TASK MATERIAL:
____
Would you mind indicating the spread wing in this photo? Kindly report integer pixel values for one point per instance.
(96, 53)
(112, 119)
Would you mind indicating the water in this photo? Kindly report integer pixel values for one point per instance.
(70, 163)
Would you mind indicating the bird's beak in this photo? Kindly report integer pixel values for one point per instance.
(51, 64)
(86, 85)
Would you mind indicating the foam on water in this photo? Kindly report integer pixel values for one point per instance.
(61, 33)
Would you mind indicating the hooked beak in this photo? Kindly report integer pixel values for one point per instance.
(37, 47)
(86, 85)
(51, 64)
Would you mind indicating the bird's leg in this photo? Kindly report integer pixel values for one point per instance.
____
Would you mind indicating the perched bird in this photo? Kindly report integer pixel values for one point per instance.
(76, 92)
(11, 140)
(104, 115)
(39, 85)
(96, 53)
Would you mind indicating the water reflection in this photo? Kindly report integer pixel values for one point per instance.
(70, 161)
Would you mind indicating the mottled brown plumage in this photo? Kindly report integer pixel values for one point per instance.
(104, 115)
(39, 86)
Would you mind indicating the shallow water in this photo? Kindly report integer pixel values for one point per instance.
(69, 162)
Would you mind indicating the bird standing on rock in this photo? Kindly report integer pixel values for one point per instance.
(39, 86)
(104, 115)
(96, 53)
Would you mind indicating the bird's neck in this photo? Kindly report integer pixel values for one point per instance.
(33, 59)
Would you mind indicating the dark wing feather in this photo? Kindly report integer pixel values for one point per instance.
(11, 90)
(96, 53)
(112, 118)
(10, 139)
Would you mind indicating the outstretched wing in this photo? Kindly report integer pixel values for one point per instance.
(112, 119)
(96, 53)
____
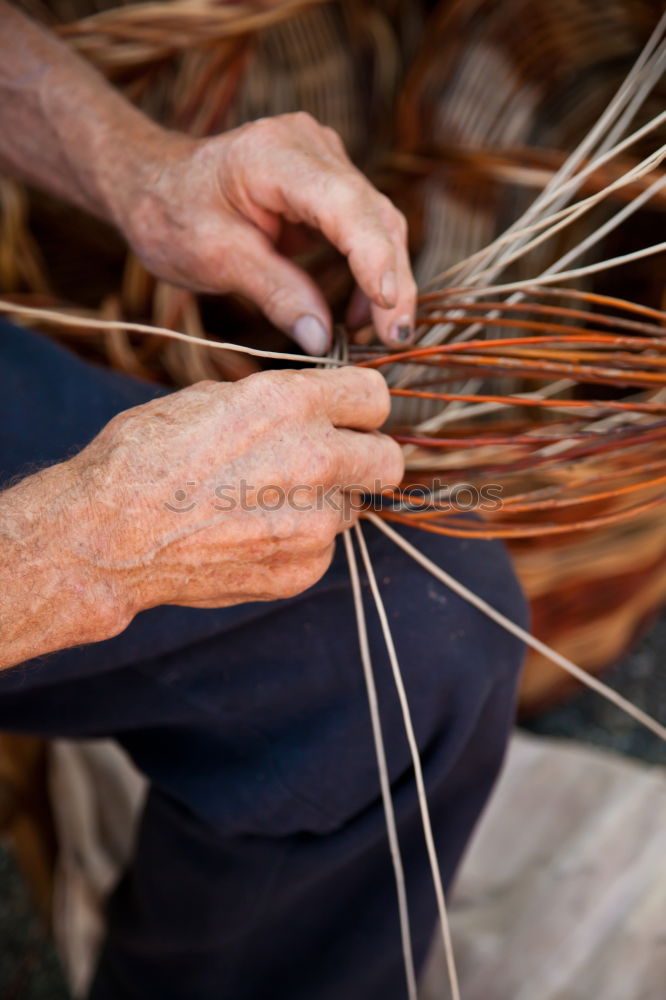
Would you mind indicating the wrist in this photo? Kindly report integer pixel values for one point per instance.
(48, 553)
____
WRITTEN EXERCISE: Starting at the line containing "Would you mind indicating the hooked" and ending at the line containing "Would you mind indicating the bird's leg", both included, write out those lines again in full, including the requests. Scale every coordinate in the answers by 0.95 and round each result to a whole number, with halves rounded up.

THE COMPLETED TASK:
Would you mind indicating the hooked beak in this photo? Kindly report integer pixel values for one point per instance.
(35, 45)
(82, 81)
(48, 61)
Would you mind indicating the bird's leg in this photo? Kindly report integer pixel values for one point per instance.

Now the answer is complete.